### RECORDS FOR THE EXERCISE
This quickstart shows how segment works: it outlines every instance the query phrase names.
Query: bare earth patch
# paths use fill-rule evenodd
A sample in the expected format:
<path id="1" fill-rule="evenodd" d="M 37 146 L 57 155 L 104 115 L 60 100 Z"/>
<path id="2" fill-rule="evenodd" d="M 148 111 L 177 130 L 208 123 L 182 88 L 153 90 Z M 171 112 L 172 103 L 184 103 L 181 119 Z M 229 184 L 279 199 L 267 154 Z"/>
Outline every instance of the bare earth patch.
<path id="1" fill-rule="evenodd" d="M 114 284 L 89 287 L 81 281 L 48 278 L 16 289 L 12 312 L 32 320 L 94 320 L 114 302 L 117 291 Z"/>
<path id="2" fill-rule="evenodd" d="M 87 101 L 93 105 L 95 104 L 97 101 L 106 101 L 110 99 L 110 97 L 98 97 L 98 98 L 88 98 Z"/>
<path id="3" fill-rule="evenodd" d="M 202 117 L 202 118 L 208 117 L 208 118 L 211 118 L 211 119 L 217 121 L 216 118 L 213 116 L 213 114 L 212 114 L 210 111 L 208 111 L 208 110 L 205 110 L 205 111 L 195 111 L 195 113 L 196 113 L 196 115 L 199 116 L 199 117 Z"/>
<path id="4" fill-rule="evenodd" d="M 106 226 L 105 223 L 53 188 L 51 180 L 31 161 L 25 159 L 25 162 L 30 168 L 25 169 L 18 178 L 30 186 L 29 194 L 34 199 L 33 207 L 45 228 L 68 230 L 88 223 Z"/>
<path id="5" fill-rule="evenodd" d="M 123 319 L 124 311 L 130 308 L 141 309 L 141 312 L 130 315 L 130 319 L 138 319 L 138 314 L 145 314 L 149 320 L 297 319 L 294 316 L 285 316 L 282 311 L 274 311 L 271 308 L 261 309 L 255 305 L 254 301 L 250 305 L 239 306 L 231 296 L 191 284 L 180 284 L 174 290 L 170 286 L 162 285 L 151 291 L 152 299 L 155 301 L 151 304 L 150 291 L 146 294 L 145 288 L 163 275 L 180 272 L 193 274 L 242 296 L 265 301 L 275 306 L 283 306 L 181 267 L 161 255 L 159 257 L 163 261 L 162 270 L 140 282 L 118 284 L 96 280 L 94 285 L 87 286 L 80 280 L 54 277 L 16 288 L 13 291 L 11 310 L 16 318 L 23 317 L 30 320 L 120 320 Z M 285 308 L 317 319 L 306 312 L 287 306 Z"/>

### EXERCISE
Each line from the top of the material above through the line containing "148 111 L 177" must be output exactly, and no other line.

### TASK OUTPUT
This quickstart shows how segment works: it outlines every instance the query phrase names.
Query: bare earth patch
# paths use fill-rule evenodd
A sample in the expected format:
<path id="1" fill-rule="evenodd" d="M 37 146 L 57 155 L 104 115 L 60 100 Z"/>
<path id="2" fill-rule="evenodd" d="M 148 111 L 177 130 L 208 123 L 182 88 L 153 90 Z M 171 112 L 172 103 L 184 103 L 181 119 Z M 229 184 L 279 199 L 267 154 Z"/>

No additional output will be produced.